-- START PASSAGE SHOWN --
A GitHub page on the inputs for PCRGlobWB 2.0.
Wflow#
Let us start with the documentation of Wflow, which is available here. Wflow is a fully distributed, open-source hydrological modeling framework developed by Deltares. It supports multiple process representations (e.g., HBV, SBM, routing) and is designed for both research and operational use, including flood forecasting and water resource management. In addition to the standard implementation, Wflow Julia is also available in via WflowJl, offering improved performance and integration with the growing Julia ecosystem for scientific computing.
Benefits#
Ideal for catchment to regional-scale modeling with high spatial detail.
More flexible and extensible than HBV or PCR-GlobWB.
Better for operational and real-time forecasting scenarios.
Uses modern formats (NetCDF, YAML) and integrates easily into scientific workflows (e.g., eWaterCycle).
Strong support for modularity, making it easier to adapt to specific hydrological or climatic contexts.
Outputs#
Discharge
Precipitation
Evapotranspiration
Runoff
Soil moisture
Storage – groundwater, snow, canopy, etc.
Infiltration and percolation
Snow water equivalent – if snow processes are modeled
Model Needs#
Forcing
Precipitation
Temperature
Evapotranspiration
Parameter set
requires HydroMT [work in progress]
-- END PASSAGE SHOWN --
-- START RECORD EXTRACTS --
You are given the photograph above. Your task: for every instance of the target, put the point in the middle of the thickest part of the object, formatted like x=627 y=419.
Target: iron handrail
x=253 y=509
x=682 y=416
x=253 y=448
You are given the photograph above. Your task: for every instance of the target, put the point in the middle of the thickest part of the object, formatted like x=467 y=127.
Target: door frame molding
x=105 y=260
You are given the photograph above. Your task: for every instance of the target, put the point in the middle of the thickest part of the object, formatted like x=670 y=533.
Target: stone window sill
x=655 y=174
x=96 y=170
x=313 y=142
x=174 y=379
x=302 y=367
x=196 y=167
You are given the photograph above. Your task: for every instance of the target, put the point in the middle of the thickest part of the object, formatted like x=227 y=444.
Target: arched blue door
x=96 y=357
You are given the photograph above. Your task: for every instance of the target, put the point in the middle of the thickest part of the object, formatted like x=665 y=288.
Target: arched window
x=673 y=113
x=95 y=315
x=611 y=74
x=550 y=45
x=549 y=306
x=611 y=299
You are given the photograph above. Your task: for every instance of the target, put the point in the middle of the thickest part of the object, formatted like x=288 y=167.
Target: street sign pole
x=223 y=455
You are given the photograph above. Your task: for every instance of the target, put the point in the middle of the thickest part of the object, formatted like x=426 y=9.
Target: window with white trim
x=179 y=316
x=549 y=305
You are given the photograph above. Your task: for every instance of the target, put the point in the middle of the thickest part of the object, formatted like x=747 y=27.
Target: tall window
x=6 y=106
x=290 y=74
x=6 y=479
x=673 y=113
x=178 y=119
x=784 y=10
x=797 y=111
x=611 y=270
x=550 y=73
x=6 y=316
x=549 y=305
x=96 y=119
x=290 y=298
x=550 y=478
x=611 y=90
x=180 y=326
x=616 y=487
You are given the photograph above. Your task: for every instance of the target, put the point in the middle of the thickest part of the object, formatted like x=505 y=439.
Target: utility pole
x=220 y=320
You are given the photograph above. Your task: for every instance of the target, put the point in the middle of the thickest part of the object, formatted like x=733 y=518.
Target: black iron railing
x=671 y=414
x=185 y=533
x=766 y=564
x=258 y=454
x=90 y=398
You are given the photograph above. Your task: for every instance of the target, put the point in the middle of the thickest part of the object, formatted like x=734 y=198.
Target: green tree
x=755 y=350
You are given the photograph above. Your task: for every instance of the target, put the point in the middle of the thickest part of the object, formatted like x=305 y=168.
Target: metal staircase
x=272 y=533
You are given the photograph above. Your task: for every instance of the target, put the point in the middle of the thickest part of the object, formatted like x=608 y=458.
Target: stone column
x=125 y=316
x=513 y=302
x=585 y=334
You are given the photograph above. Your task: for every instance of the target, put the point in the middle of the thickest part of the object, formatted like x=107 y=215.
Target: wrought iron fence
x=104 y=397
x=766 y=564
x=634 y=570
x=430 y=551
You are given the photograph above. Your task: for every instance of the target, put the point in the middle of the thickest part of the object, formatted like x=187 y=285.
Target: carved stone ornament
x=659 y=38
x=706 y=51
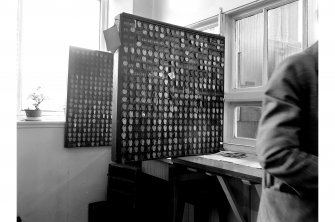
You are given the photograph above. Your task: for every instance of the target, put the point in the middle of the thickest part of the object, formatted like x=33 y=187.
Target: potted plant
x=37 y=97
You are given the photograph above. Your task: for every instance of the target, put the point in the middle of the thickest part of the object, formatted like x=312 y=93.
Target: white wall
x=143 y=8
x=56 y=184
x=185 y=12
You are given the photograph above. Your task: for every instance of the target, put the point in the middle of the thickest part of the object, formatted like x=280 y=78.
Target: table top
x=222 y=168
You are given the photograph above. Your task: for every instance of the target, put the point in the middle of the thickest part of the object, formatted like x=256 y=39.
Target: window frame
x=52 y=114
x=250 y=95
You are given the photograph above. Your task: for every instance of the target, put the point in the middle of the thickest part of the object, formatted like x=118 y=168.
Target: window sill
x=46 y=122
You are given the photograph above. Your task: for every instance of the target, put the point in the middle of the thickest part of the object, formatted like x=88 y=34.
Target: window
x=47 y=29
x=258 y=37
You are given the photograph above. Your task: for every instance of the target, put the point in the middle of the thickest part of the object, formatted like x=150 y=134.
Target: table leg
x=231 y=199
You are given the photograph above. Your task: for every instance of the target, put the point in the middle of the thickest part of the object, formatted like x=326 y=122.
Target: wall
x=143 y=8
x=55 y=184
x=187 y=12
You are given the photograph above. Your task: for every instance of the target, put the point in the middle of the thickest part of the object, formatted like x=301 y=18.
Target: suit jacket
x=287 y=141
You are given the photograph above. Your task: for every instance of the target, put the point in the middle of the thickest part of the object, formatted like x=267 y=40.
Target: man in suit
x=287 y=141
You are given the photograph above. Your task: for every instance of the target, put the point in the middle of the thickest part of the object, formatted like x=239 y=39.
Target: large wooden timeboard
x=167 y=91
x=89 y=99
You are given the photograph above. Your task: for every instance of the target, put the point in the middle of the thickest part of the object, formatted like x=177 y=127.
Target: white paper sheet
x=228 y=156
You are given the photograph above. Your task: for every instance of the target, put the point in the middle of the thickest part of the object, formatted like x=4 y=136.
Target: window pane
x=246 y=121
x=48 y=29
x=284 y=33
x=312 y=22
x=249 y=47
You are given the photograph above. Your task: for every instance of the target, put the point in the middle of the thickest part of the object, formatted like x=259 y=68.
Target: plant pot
x=33 y=114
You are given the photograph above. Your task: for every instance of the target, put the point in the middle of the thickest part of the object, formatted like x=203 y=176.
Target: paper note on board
x=112 y=39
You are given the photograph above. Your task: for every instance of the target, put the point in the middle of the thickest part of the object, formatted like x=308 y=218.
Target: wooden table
x=221 y=170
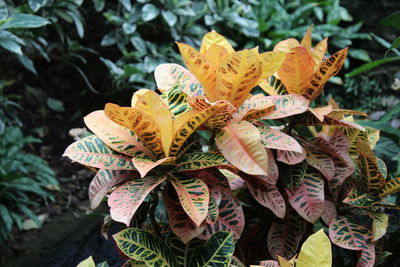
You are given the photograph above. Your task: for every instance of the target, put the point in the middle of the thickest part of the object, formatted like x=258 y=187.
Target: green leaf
x=24 y=21
x=198 y=161
x=149 y=12
x=142 y=246
x=217 y=251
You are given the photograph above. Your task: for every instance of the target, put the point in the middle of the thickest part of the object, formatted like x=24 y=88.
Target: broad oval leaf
x=346 y=233
x=240 y=143
x=316 y=251
x=114 y=135
x=127 y=198
x=275 y=139
x=142 y=246
x=284 y=236
x=104 y=181
x=194 y=196
x=91 y=151
x=308 y=199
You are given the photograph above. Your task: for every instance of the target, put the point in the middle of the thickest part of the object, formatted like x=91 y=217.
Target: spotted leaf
x=240 y=143
x=91 y=151
x=127 y=198
x=308 y=199
x=346 y=233
x=194 y=196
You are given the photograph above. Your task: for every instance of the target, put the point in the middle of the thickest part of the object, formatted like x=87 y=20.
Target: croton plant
x=181 y=162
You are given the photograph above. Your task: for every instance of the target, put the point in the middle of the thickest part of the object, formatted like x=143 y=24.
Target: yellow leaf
x=201 y=67
x=297 y=70
x=325 y=71
x=307 y=39
x=152 y=104
x=316 y=251
x=286 y=45
x=319 y=51
x=271 y=62
x=211 y=38
x=240 y=143
x=236 y=76
x=140 y=123
x=216 y=54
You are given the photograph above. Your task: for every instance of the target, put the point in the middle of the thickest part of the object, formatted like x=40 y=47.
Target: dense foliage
x=305 y=163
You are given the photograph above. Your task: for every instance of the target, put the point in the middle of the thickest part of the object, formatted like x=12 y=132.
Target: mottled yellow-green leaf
x=316 y=251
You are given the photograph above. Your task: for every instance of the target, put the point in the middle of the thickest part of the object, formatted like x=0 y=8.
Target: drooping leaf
x=114 y=135
x=241 y=145
x=271 y=138
x=230 y=218
x=367 y=257
x=194 y=196
x=308 y=199
x=266 y=194
x=104 y=181
x=198 y=161
x=390 y=187
x=216 y=252
x=346 y=233
x=126 y=199
x=202 y=68
x=324 y=72
x=91 y=151
x=236 y=76
x=179 y=221
x=171 y=75
x=316 y=251
x=142 y=246
x=292 y=175
x=140 y=123
x=329 y=212
x=213 y=38
x=284 y=236
x=379 y=225
x=176 y=101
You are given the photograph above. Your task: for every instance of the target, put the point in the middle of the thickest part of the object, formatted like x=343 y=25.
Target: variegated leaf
x=266 y=194
x=324 y=72
x=202 y=68
x=230 y=218
x=292 y=175
x=91 y=151
x=284 y=236
x=297 y=70
x=194 y=196
x=176 y=101
x=104 y=181
x=187 y=123
x=285 y=106
x=390 y=187
x=140 y=123
x=236 y=76
x=346 y=233
x=380 y=222
x=367 y=257
x=329 y=212
x=241 y=145
x=169 y=76
x=271 y=138
x=179 y=221
x=213 y=38
x=126 y=199
x=114 y=135
x=198 y=161
x=291 y=157
x=142 y=246
x=308 y=199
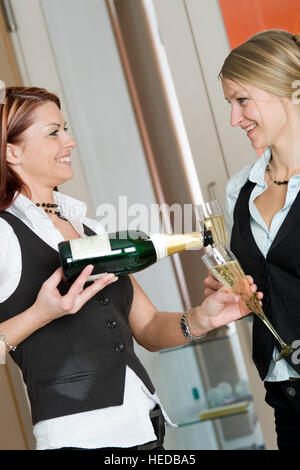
-- END RECORD EXTRACTS --
§ WORK REQUIRED
Copy the Wflow text from "Uses modern formats" through "snow, canopy, etc.", swapping in "GRIB" wherever "NetCDF" appears.

§ OUTPUT FOR THIS TASK
Uses modern formats (GRIB, YAML) and integrates easily into scientific workflows (e.g., eWaterCycle).
Strong support for modularity, making it easier to adapt to specific hydrological or climatic contexts.
Outputs#
Discharge
Precipitation
Evapotranspiration
Runoff
Soil moisture
Storage – groundwater, snow, canopy, etc.